### EXTRAIT DU TEXTE
· · · · ·
Il était très affectionné à son neveu Dodo, fasciné par sa brillante intelligence et sa curiosité sans bornes pour les questions littéraires et philosophiques dont il s’occupait. Au lendemain de la Libération, avec l’adhésion de ce « neveu rebelle » au Parti communiste, les discussions se multiplièrent dans cette famille très unie où l’estime réciproque n’était pas moins importante que l’affection sincère liant les uns et les autres.
Lors de leurs disputes politiques, très vivantes et parfois douloureuses, j’imagine bien le Dodo communiste passionné et tranchant — que j’ai vu plus tard discuter avec mon père, socialiste, par exemple — en train d’affronter son oncle Vlado, pas moins passionné, qui était alors affecté par une hypertension tellement grave qu’il ne pouvait quitter son lit lorsqu’il accueillait ses parents et amis en visite…
Or, parmi les papiers que Dodo m’a transmis, il y a une coupure de journal très intéressante : « lettre ouverte à un ami communiste ».
Je connaissais déjà l’existence de cette lettre, publiée sur « Il Giornale d’Italia » du 13 septembre 1949, quelques mois après la disparition de ma grand-mère Agata Arangio-Ruiz. Malgré la perte de sa sœur aînée, ô combien aimée, qui laissait sans doute son benjamin aussi dans la plus profonde détresse, la vivacité du débat politique ne cessait pas de se produire entre Dodo et Vlado ! Je vous laisse lire l’article.
· · · · ·
### DONNÉES

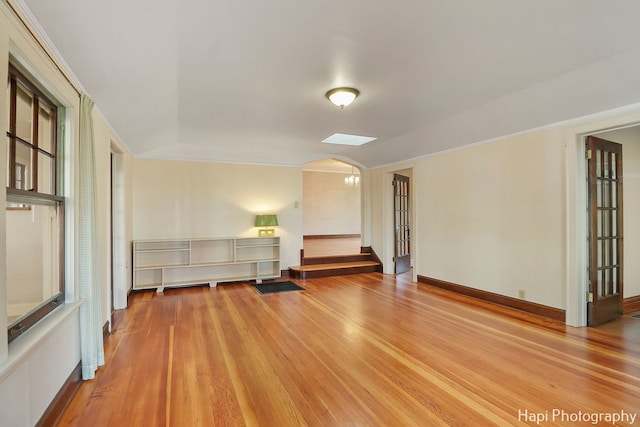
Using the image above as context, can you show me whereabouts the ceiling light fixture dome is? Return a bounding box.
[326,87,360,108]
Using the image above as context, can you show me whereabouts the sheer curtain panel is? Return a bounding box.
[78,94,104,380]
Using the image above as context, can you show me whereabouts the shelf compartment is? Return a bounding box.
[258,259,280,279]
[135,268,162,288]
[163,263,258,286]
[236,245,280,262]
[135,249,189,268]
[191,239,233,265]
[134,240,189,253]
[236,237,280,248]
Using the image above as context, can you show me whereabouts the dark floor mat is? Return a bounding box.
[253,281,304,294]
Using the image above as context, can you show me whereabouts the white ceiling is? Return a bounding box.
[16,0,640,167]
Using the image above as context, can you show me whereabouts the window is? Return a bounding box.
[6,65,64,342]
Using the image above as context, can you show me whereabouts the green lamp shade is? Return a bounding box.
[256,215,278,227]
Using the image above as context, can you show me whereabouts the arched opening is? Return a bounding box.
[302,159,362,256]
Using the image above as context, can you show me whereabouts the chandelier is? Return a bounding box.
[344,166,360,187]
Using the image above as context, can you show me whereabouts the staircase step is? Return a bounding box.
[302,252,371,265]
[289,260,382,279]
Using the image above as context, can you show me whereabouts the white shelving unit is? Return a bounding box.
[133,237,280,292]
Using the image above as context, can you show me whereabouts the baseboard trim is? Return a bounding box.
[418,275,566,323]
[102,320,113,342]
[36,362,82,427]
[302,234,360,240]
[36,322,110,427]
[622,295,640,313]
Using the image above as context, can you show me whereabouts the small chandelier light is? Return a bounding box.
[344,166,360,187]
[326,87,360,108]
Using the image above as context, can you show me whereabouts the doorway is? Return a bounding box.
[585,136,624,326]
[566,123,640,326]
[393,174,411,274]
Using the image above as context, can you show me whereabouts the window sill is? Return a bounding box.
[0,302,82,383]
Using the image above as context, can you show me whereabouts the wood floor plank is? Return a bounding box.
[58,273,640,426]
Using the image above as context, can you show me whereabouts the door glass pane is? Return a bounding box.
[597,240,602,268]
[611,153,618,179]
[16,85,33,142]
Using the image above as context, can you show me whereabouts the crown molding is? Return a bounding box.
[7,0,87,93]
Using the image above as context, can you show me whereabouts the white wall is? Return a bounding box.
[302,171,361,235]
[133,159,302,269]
· · · · ·
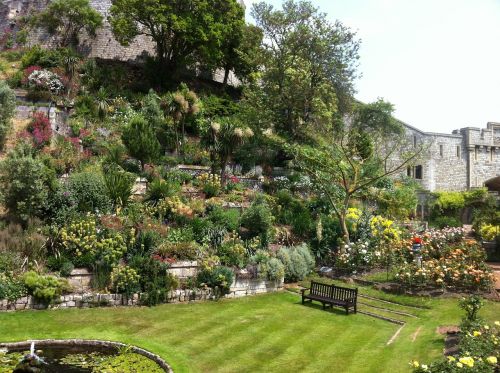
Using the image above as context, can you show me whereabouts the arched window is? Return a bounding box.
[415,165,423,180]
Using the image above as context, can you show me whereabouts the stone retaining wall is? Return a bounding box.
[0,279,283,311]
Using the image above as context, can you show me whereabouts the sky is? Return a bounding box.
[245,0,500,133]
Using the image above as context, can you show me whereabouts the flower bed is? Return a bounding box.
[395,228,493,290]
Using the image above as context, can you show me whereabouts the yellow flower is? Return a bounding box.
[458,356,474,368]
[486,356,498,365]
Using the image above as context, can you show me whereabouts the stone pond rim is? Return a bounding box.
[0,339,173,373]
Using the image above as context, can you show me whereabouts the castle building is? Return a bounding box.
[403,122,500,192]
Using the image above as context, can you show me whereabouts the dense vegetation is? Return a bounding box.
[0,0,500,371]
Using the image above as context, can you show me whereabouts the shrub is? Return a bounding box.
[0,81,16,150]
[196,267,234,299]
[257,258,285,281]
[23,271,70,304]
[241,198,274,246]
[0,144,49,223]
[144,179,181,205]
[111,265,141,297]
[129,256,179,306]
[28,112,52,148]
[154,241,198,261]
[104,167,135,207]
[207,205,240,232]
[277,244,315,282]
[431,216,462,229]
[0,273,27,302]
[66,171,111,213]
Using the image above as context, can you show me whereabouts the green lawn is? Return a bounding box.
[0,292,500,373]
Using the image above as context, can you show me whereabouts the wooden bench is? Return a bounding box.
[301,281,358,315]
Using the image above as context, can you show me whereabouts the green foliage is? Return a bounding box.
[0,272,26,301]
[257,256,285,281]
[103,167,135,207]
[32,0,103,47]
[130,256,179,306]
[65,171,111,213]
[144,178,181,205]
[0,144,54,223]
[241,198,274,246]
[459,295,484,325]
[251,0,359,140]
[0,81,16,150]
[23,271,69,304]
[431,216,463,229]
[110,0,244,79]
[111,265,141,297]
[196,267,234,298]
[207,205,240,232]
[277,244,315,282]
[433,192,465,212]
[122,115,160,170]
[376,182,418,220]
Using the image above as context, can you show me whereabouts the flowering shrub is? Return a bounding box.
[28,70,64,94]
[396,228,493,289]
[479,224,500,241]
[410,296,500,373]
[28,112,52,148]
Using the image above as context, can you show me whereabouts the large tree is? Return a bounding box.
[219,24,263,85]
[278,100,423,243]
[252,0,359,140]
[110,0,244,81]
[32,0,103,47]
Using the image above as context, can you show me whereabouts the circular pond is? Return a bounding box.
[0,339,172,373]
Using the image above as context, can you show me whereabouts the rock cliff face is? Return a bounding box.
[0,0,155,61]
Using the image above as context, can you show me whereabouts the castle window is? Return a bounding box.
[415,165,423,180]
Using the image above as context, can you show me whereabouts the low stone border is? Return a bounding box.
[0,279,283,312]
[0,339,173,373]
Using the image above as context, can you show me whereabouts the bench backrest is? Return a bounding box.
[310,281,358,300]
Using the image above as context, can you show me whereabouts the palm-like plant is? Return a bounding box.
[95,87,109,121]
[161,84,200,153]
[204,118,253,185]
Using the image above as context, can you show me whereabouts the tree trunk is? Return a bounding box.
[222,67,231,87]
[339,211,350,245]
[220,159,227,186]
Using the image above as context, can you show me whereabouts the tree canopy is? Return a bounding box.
· · · · ·
### CONSIGNES
A. Relevez tous les noms de personnes cités dans l'extrait.
B. Recopiez, s'il vous plaît, le passage de l'extrait qui va de « Il était très » jusqu'à « et les autres. ».
Le matériel provient d'une autre source que l'extrait.

### CORRIGÉS
A. Dodo ; Vlado ; Agata Arangio-Ruiz

B.
Il était très affectionné à son neveu Dodo, fasciné par sa brillante intelligence et sa curiosité sans bornes pour les questions littéraires et philosophiques dont il s’occupait. Au lendemain de la Libération, avec l’adhésion de ce « neveu rebelle » au Parti communiste, les discussions se multiplièrent dans cette famille très unie où l’estime réciproque n’était pas moins importante que l’affection sincère liant les uns et les autres.